◆ WHAT IS REQUIRED ◆
Transcribe the material word for word, but without the images.

★ ★ ★ ★ ★ ★ ★

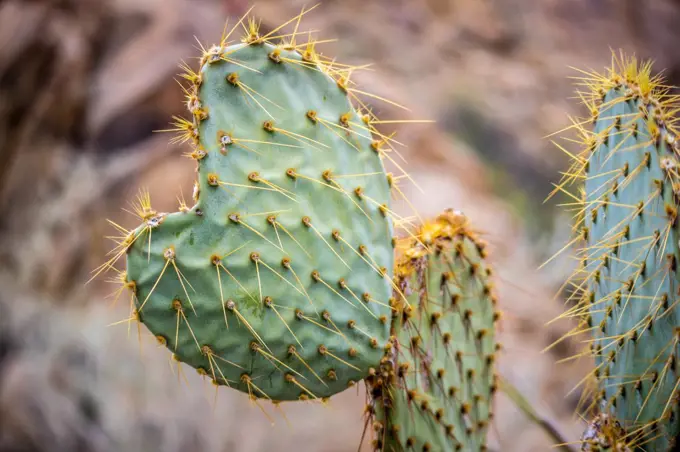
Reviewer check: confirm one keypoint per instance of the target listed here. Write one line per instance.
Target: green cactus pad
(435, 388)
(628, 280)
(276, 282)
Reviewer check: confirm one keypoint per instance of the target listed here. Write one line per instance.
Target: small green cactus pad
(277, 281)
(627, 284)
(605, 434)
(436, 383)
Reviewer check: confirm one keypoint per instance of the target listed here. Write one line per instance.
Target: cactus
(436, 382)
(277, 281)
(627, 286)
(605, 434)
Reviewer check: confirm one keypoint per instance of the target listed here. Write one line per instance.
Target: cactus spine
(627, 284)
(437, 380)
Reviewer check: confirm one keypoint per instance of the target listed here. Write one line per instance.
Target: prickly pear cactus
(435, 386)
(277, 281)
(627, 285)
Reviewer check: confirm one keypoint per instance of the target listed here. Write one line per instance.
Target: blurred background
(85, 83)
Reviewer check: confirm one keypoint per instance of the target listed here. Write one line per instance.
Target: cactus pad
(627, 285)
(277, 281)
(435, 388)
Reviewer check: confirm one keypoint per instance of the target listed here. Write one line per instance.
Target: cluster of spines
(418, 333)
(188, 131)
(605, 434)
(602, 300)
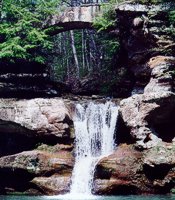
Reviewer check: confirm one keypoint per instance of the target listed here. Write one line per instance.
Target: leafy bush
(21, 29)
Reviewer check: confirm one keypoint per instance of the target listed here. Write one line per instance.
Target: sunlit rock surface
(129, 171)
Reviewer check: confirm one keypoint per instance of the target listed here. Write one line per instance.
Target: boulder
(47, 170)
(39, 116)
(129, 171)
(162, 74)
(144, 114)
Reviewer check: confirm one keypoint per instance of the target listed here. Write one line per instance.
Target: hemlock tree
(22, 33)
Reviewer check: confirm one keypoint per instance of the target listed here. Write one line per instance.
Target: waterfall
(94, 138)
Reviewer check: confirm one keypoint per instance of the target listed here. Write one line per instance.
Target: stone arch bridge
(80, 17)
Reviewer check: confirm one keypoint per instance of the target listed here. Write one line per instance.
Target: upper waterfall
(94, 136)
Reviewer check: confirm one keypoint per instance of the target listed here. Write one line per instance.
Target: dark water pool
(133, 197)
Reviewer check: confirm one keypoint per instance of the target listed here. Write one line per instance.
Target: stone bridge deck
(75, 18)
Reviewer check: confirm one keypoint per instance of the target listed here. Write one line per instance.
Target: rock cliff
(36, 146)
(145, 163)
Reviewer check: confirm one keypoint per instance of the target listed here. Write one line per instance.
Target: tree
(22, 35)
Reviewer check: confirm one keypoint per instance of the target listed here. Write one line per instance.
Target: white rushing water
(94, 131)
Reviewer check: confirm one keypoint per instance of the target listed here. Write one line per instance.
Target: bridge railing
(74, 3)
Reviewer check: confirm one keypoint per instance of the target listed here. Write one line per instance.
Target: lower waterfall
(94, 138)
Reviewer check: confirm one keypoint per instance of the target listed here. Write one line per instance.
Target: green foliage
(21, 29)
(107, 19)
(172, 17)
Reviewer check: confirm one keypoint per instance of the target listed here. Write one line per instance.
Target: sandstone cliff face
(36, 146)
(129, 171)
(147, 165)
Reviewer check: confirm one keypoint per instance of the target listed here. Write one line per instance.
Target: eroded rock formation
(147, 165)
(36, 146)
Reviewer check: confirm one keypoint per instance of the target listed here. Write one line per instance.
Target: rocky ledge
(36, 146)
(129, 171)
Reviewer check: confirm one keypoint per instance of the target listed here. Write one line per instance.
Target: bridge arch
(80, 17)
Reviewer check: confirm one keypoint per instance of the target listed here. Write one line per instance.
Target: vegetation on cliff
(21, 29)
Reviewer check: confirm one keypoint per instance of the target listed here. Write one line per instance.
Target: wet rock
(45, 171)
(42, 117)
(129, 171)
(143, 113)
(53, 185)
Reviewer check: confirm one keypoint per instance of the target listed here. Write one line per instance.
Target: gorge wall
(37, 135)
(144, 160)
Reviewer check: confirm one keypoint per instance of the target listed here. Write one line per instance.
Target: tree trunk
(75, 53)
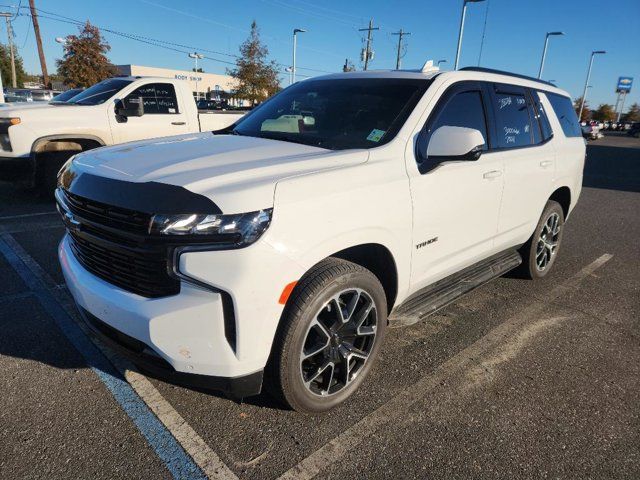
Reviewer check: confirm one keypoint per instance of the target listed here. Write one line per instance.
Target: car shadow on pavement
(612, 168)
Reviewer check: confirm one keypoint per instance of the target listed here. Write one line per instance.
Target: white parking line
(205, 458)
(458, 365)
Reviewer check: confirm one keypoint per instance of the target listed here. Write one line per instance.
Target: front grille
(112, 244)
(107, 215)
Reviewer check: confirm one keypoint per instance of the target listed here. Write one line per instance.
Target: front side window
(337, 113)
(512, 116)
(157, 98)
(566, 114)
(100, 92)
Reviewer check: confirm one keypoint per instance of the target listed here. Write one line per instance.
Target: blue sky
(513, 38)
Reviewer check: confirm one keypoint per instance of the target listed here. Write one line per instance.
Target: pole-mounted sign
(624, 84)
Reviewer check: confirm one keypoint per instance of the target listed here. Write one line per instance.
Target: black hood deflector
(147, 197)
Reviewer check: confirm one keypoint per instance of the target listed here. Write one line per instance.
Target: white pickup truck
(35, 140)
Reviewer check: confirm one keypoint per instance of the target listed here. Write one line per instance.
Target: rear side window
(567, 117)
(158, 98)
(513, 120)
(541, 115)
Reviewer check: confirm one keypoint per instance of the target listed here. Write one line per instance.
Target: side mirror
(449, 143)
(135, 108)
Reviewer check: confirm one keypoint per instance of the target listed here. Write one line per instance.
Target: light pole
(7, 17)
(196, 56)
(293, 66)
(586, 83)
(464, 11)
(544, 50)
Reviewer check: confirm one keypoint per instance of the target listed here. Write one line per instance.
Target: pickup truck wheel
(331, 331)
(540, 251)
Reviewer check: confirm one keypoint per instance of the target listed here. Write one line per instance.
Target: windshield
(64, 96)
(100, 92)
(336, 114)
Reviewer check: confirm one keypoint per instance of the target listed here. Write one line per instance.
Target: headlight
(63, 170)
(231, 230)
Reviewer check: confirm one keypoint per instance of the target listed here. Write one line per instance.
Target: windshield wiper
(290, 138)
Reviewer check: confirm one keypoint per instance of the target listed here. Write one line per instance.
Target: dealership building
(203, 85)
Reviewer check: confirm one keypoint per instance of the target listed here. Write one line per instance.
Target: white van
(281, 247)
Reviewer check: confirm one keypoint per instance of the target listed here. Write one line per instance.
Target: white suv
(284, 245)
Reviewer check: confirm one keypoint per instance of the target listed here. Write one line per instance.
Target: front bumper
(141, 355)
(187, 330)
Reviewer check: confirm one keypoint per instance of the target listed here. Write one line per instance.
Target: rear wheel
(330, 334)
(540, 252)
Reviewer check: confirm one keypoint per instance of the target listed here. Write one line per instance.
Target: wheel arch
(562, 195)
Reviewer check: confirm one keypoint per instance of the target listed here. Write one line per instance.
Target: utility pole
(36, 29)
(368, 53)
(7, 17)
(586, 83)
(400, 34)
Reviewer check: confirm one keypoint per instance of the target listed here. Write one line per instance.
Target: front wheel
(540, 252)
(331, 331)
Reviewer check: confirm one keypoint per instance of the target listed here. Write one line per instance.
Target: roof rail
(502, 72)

★ ★ ★ ★ ★ ★ ★

◆ ANSWER TO THIS PROBLEM ◆
Reviewer check: confirm one keypoint per instance of the target listed here. Write one line per instance.
Target: green cactus pad
(435, 388)
(628, 280)
(276, 282)
Reviewer check: confirm one keypoint per instance of the target listed here. Write one line per instance.
Target: small green cactus pad
(277, 281)
(627, 284)
(605, 434)
(436, 383)
Reviewer check: confirm one keypoint per instance of the target listed here. Write one line per instance.
Target: cactus
(436, 382)
(277, 281)
(627, 286)
(605, 434)
Reviewer check: confirm one keypoint per instance of the target listed here. Write one line per instance.
Target: cactus spine
(627, 284)
(437, 380)
Reviewer check: confirm one keypoint per instance of the target listed here. Write one line per instance.
Target: prickly pear cactus
(435, 386)
(277, 281)
(627, 285)
Reviewer check: confirm one keypoint per instance of the target listed here. Write one line per instance.
Target: blurred background
(85, 83)
Reviewer check: confirm one keypoint per instance of the target listed here. Write one line per instance.
Target: cactus pad
(627, 285)
(277, 281)
(435, 388)
Reviewer check: confirm one keypoint per instance of the target listed here. Write one line per instance.
Target: cluster of spines
(418, 333)
(188, 131)
(605, 434)
(602, 300)
Reviewer check: confirm one keypoint per instance of the target listed here. Write one line per instance.
Target: leafy bush
(21, 29)
Reviewer check: confirm one keypoint per instance of the target listed here. Write one line per instance.
Target: sunlit rock surface
(129, 171)
Reviewer check: confirm one keypoint per instance of the target listed here. Write one line per instance.
Target: boulder
(47, 170)
(39, 116)
(129, 171)
(162, 74)
(144, 114)
Reviewer check: confirm one keypoint per instance of the target listed here. Write one line per instance.
Target: hemlock tree
(22, 33)
Reviewer check: confirm one keypoint per instance of the target listed here. Write one line per instance.
Target: waterfall
(94, 138)
Reviewer check: confirm one keypoint per instance of the target listed here. Write one line per instance.
Target: stone arch bridge
(80, 17)
Reviewer check: confirm one keypoint per instance of the target listed here. Write one line per instance.
Target: upper waterfall
(94, 136)
Reviewer check: confirm one keypoint per instance of the target listed here. Write one line per instance.
Target: dark water pool
(133, 197)
Reviewer check: confirm one keypoint per instance of the target listed here. Write one line per instance.
Target: stone bridge deck
(75, 18)
Reviewer check: confirm one keypoint per instance of the target listed here. Write one line per instance.
Target: rock cliff
(36, 146)
(145, 163)
Reviewer check: confirm one keypoint per instance of the target listed here. Write one line per instance.
Target: tree
(22, 35)
Reviewer check: confirm one keypoint per instance of the target listed here. Write one line per instance.
Target: white rushing water
(94, 131)
Reviewer check: confirm one keypoint per instance of the target listed here. Write one line per instance.
Target: bridge railing
(74, 3)
Reviewer check: confirm one keypoint per instance of the target listed here. Write one line per instance.
Target: lower waterfall
(94, 138)
Reviewer check: confirm one keypoint per instance of the target listed here. Write one line per instance.
Target: green foliage
(21, 29)
(107, 19)
(172, 17)
Reviewer check: confirm one keypoint per instance of the target listed here. Write one line per instance.
Target: sandstone cliff face
(36, 146)
(129, 171)
(147, 165)
Reviewer check: confirm one keypoint per instance of the target listed here. Write one line per instance.
Target: eroded rock formation
(147, 165)
(36, 146)
Reviewer check: confirm one keypoint per instance of the target listed here. Write one line per instance.
Target: rocky ledge
(36, 146)
(129, 171)
Reviewer check: confirm one keypoint per instance of the target listed here. Write one line per instance.
Target: bridge arch
(80, 17)
Reviewer check: confirm one keypoint per instance of the target listed here. Write one line per instance.
Target: vegetation on cliff
(21, 29)
Reviewer check: confirm one keypoint per instance of the target listed here. Write one line per instance.
Target: wet rock
(45, 171)
(42, 117)
(129, 171)
(143, 113)
(53, 185)
Reviewer check: confirm one keypoint per instance of the target listed here. Write one line per instance.
Target: gorge wall
(37, 135)
(144, 160)
Reviewer check: confirm one keypoint per instance of the target listed here. Write one line per instance.
Target: tree trunk
(75, 53)
Reviewer check: confirm one keypoint per instance of the target listed here. Write one line per instance.
Target: car shadow on pavement
(612, 168)
Reviewer check: confirm one keypoint per instance of the target listed here. Write one line per instance.
Target: white parking line
(205, 458)
(458, 365)
Reviewer check: confirm one keypoint per instance of the target listed here. Write one line per instance.
Target: front grille
(112, 244)
(107, 215)
Reviewer check: confirm one keypoint per instance of the target listed here. Write one line per instance.
Target: front side window
(337, 113)
(512, 116)
(157, 98)
(566, 114)
(100, 92)
Reviewer check: confirm one keypoint per instance of the target listed here. Write one line per instance.
Target: blue sky
(513, 38)
Reviewer check: confirm one keypoint per instance of the target listed here. Write one line per instance.
Target: pole-mounted sign
(624, 84)
Reviewer check: confirm one keypoint per instance of the target listed here. Write one line per instance.
Target: black hood deflector
(147, 197)
Reviewer check: confirm one keypoint per instance of the target listed here. Write one line per instance.
Target: white pickup truck
(35, 140)
Reviewer check: confirm one keypoint per instance of the target listed here. Write one line per instance.
Target: rear side window
(567, 117)
(158, 98)
(513, 120)
(541, 115)
Reviewer check: confirm one keypoint per instance of the target listed here. Write one line per instance.
Target: side mirror
(449, 143)
(135, 108)
Reviewer check: confirm one keypoint per instance of the target listed here. Write one line per instance.
Target: light pole
(7, 17)
(196, 56)
(293, 66)
(586, 83)
(464, 11)
(544, 50)
Reviewer check: confirm one keypoint per instance of the target listed here. Write one line per instance.
Target: pickup truck wheel
(331, 331)
(540, 251)
Reviewer check: confirm one keypoint per instance of the target listed here. Write one line per instance.
Target: windshield
(64, 96)
(100, 92)
(336, 114)
Reviewer check: confirm one keypoint per instance of the target listed here. Write one line per instance.
Target: headlight
(63, 170)
(231, 230)
Reviewer check: confirm one keypoint per instance of the target listed here. Write one line per instance.
Target: windshield wiper
(290, 138)
Reviewer check: confirm one keypoint per instance of the target listed here. Write one line per instance.
Target: dealership building
(203, 85)
Reviewer check: confirm one keypoint per instance of the target listed here. Write one line per instance.
Target: white van
(281, 247)
Reviewer check: confirm one keypoint per instance of the target listed here. Write one line per instance.
Target: white suv
(284, 245)
Reviewer check: confirm one keypoint per instance of the target listed here. Write one line per instance.
Target: front bumper
(141, 355)
(187, 330)
Reviewer check: confirm one keypoint per instance of the target listed here. Write one line per instance.
Target: rear wheel
(330, 334)
(540, 252)
Reviewer check: confirm one keypoint per instance of the target listed here. Write one line per instance.
Target: wheel arch
(562, 195)
Reviewer check: confirm one keypoint per instance of the target listed here. Write one line per instance.
Target: utility pole
(36, 29)
(368, 53)
(7, 17)
(586, 83)
(400, 34)
Reviewer check: confirm one keypoint per instance of the target listed here. Write one line per instance.
Target: front wheel
(540, 252)
(331, 331)
Reviewer check: confirm one keypoint per instance of the target listed here. Write one line per instance.
Target: roof rail
(502, 72)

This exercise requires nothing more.